▶ _Source document_
<<<<

Save to your scrapbook

    American Strawberry Shortcake

    This will be saved to your scrapbook

    You can also add it to one of your existing cookbooks


    American Strawberry Shortcake

    Ask for shortcake in England and you'll most likely be offered a triangle or two of the short, rich biscuit our Scottish cousins call shortbread. Take a trip over the Atlantic, however, and you'll get a scone-like creation, usually supporting a mountain of whipped cream and strawberries. It's a classic American dessert, said to date back to the time the colonists adapted a recipe for strawberry bread from the American Indians. My version also has an innovation: a small sprinkling of chopped rosemary added to the scone base, which gives a delicious flavour contrast to the strawberries.

    • Vegetarian
    • Preparation time: 25 minutes
    • Cooking time: 20 minutes, plus cooling
    • Total time: 55 minutes, plus cooling 45 minutes

    Serves: 8


    • 250g self-raising flour
    • 50g butter, diced
    • 50g caster sugar
    • 1 tsp finely chopped rosemary
    • 120-150ml milk
    • To Serve
    • Fresh mint
    • Icing sugar
    • Topping
    • 5 tbsp caster sugar
    • 500g Mascarpone
    • 3 tbsp milk
    • 400g strawberries
    • 3-4 tbsp Grand Marnier
    • Grated zest of 1 orange


    1. Preheat the oven to 200°C, gas mark 6. Lightly butter a 20cm-diameter cake tin with a removable base.

>>>>

▶ _What to do_
A. In the strawberry shortcake recipe above, condense the paragraph beginning "Ask for shortcake in England" into a shorter version that keeps its main facts.
B. According to the strawberry shortcake recipe above, how many people does it serve?

▶ _Supplied material_
<<<<

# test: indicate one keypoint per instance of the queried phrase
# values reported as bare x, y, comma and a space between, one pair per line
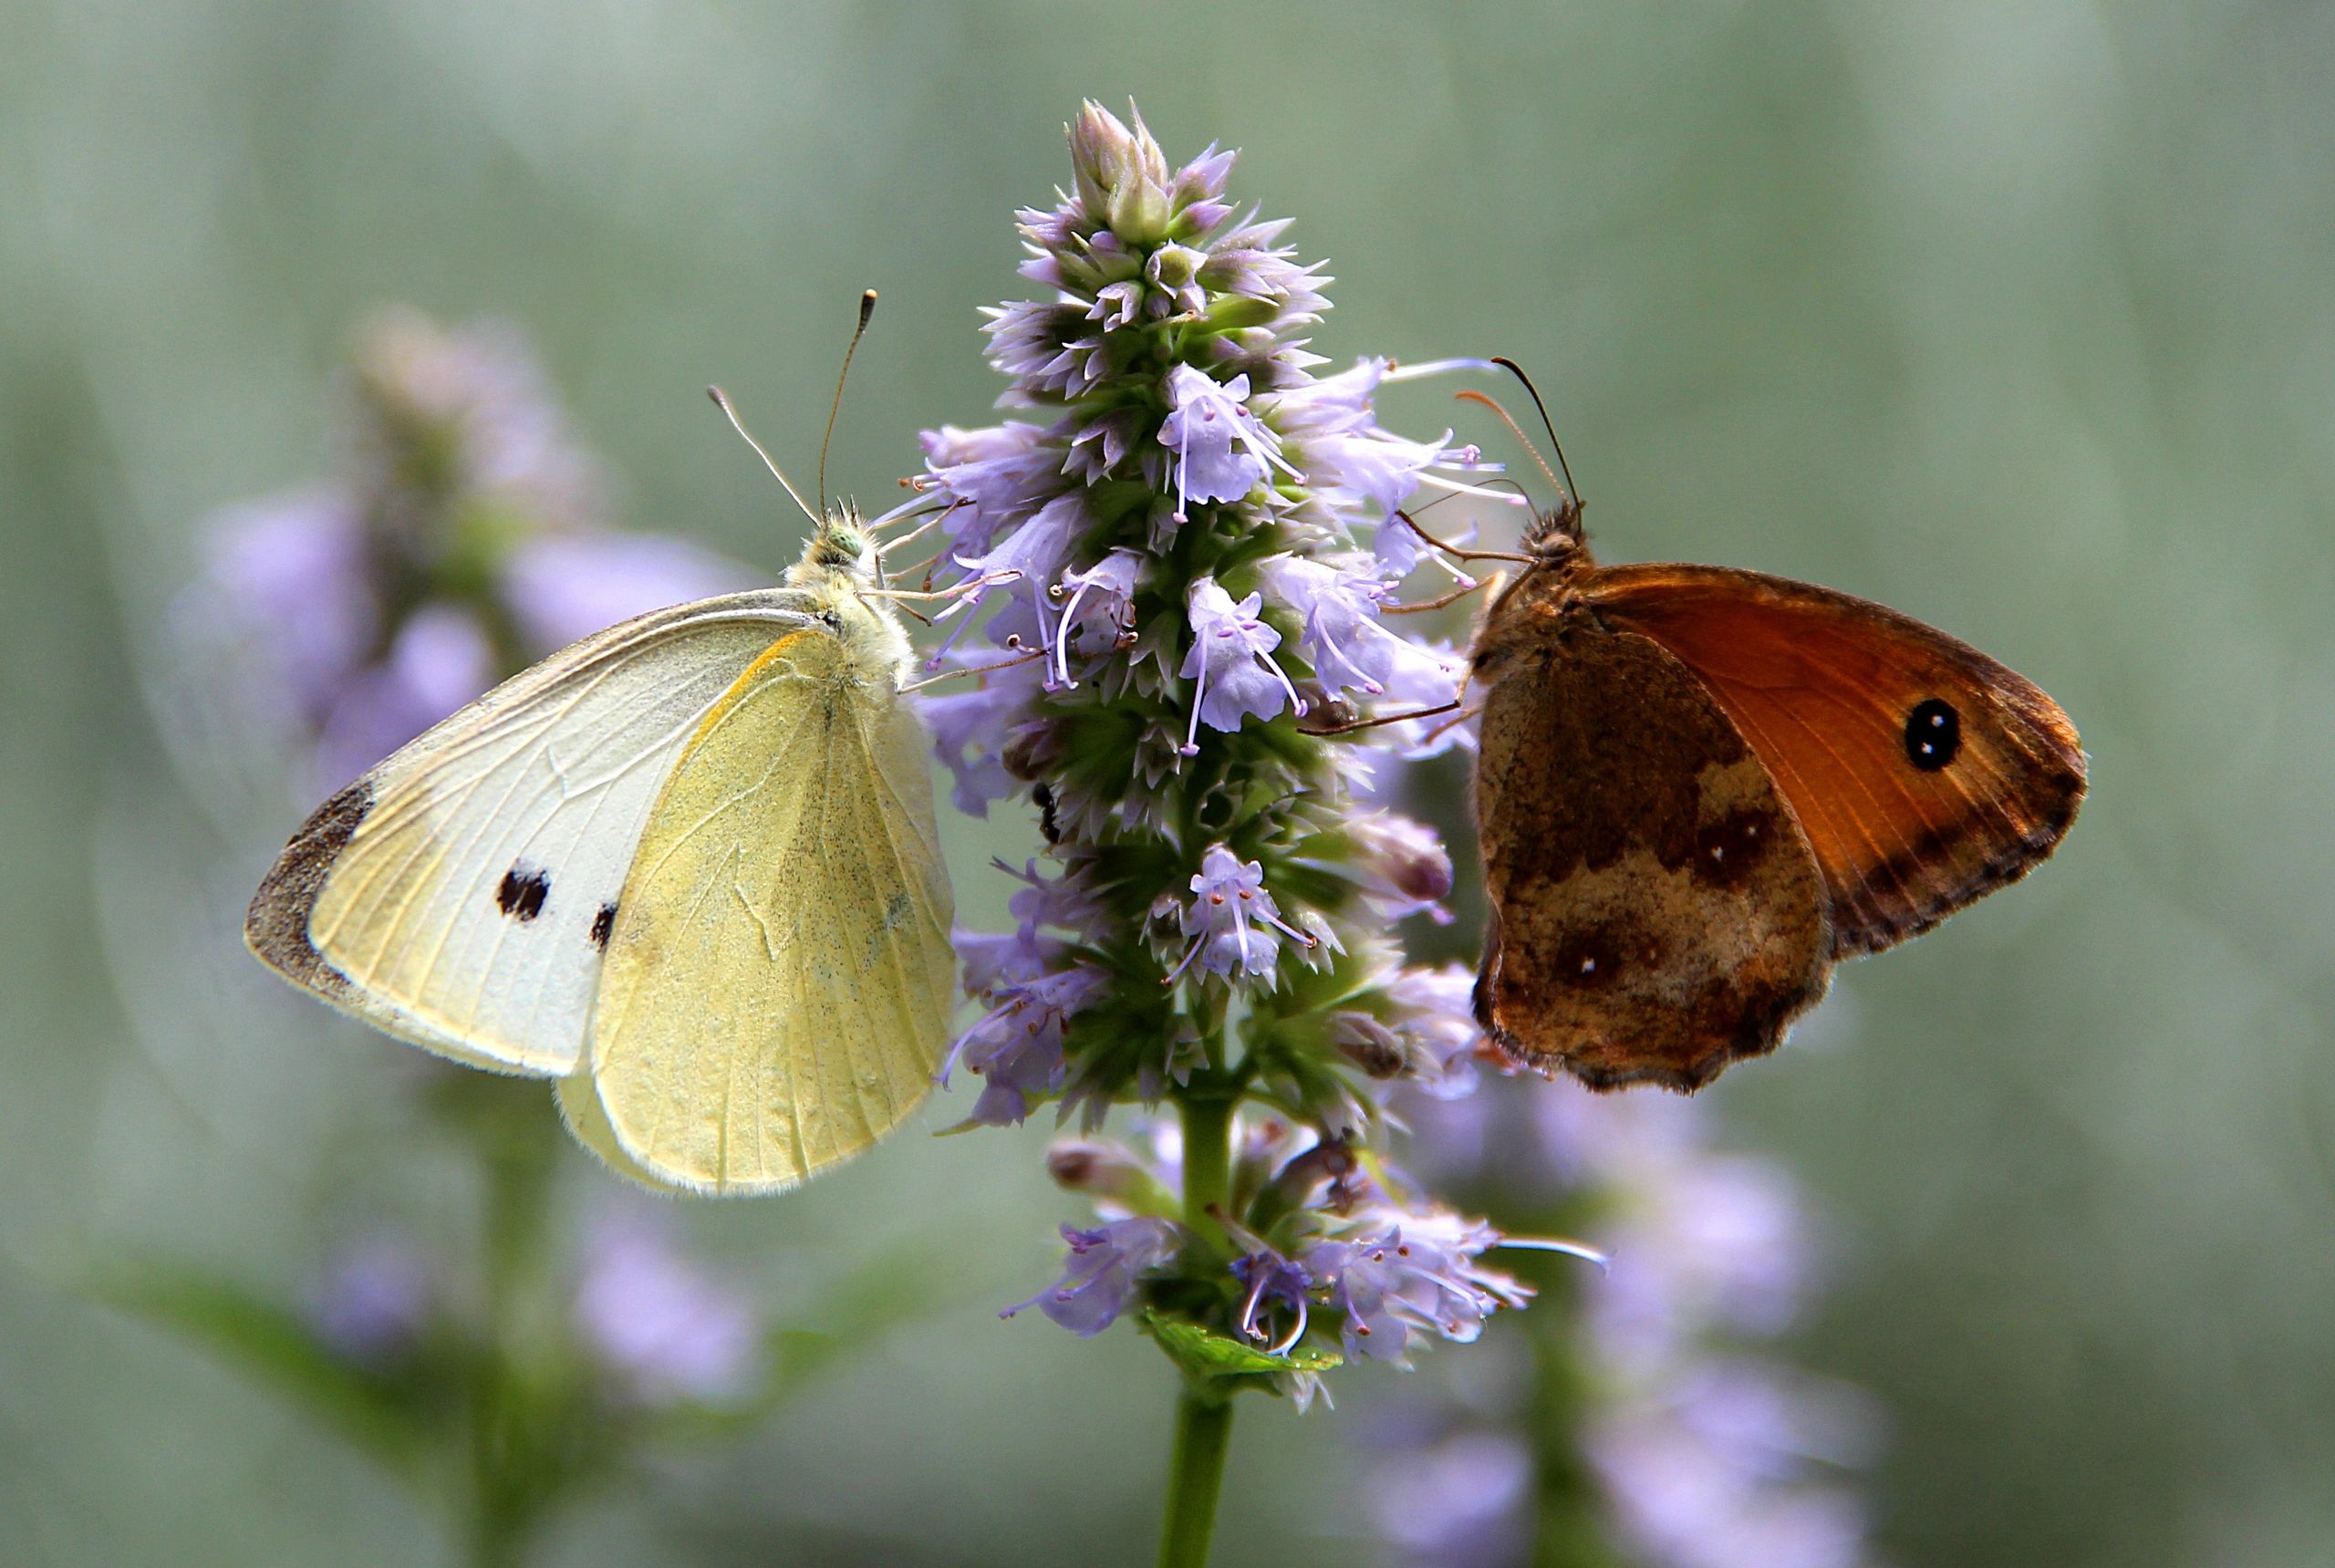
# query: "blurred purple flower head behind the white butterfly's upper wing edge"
466, 511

>>>>

▶ _Results of the tasks_
A. In England, shortcake usually means a short, rich biscuit like Scottish shortbread. In America, it is a scone-like base typically topped with whipped cream and strawberries. This classic American dessert reportedly began when colonists adapted an American Indian recipe for strawberry bread. This version adds a little chopped rosemary to the scone base to contrast with the strawberries.

B. It serves 8.